Short exercise: Please copy every one of the records below word for word, with no changes.

********

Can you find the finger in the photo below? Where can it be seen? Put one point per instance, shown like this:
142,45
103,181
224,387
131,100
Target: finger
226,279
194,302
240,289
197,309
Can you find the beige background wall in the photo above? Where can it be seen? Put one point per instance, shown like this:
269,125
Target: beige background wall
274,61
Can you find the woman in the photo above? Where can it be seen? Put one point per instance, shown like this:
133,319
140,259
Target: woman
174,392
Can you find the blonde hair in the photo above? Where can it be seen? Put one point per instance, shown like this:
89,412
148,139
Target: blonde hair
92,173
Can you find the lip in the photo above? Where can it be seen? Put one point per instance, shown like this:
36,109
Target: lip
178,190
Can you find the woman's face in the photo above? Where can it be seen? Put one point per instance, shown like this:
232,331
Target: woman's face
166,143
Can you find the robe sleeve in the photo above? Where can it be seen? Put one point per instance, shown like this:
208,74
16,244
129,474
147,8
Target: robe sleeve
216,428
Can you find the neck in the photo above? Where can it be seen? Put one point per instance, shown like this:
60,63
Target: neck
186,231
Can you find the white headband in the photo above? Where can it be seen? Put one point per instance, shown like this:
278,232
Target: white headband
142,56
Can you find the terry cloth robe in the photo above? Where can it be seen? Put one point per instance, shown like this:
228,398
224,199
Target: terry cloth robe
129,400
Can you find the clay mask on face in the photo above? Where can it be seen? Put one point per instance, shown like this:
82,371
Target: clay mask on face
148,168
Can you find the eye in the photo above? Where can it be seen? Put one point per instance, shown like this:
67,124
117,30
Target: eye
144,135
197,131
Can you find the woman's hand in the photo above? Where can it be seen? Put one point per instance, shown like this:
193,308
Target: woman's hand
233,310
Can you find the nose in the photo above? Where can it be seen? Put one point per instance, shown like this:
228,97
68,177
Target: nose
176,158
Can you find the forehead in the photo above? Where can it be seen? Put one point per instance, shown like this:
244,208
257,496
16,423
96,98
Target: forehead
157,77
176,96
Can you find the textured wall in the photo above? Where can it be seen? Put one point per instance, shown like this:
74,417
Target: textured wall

********

Solved exercise:
Can you find the finger in the photo below? Where can it be seen? Put one point per instance, shown like this:
142,45
103,181
224,387
131,100
Target: finger
226,279
194,302
240,289
197,309
Can you find the beige background wall in the photo above? Where can it be seen? Put one point per instance, shown like this:
269,125
Target: beige background wall
274,61
Can you find the woman in the photo above? Where can it be seen? Put one point per instance, shown like this:
133,319
140,259
Target: woman
174,392
Can you find the blonde hair in the photo above? Where can it be seen? Put one point per instance, shown like this:
89,412
148,139
Target: blonde hair
92,173
Can you find the lip in the photo above? Where can it be seen? Put one point per instance, shown like this:
36,109
Target: lip
178,190
Can you find the woman's face in the photo above? Where can it be seen? Put one point per instance, shown like this:
232,331
Target: woman's face
166,143
Can you find the robe sleeve in the photo above? Where can it be seen? Put one point per instance, shown like this:
208,74
16,244
129,474
147,8
Target: robe sleeve
216,428
Can you find the neck in the photo above? Where can it be seen? Put one point per instance, shown like this:
60,63
Target: neck
186,231
Can you find the white headband in the photo above? Where can it be seen? Put one point per instance, shown like this:
278,232
Target: white headband
142,56
Can you find the terry cloth robe in the photo above? Where can it be seen? Put one point per instance, shown like this:
228,398
224,199
Target: terry cloth robe
129,400
Can you find the clay mask on face in the photo above? Where can it be seen? Put one point per instance, shown like this:
82,371
Target: clay mask on face
148,168
Can you find the eye in the photo above? Where can it be seen? Put one point per instance, shown like this:
67,124
117,30
Target: eye
144,135
197,131
Can you find the woman's hand in the photo above? Where can it be seen? Put one point per instance, shown like this:
193,308
Target: woman's hand
233,310
Can you find the nose in the photo above? Where can it be seen? Put one point per instance, shown like this:
228,97
68,177
Target: nose
176,158
Can you find the forehead in the photo above? Where can it be seen? Put one point per instance, shown like this:
244,208
257,496
16,423
96,98
Target: forehead
157,77
176,96
Can you find the textured wall in the photo above? Where can it be seen? Put one point per instance, shown like this:
74,417
Target: textured wall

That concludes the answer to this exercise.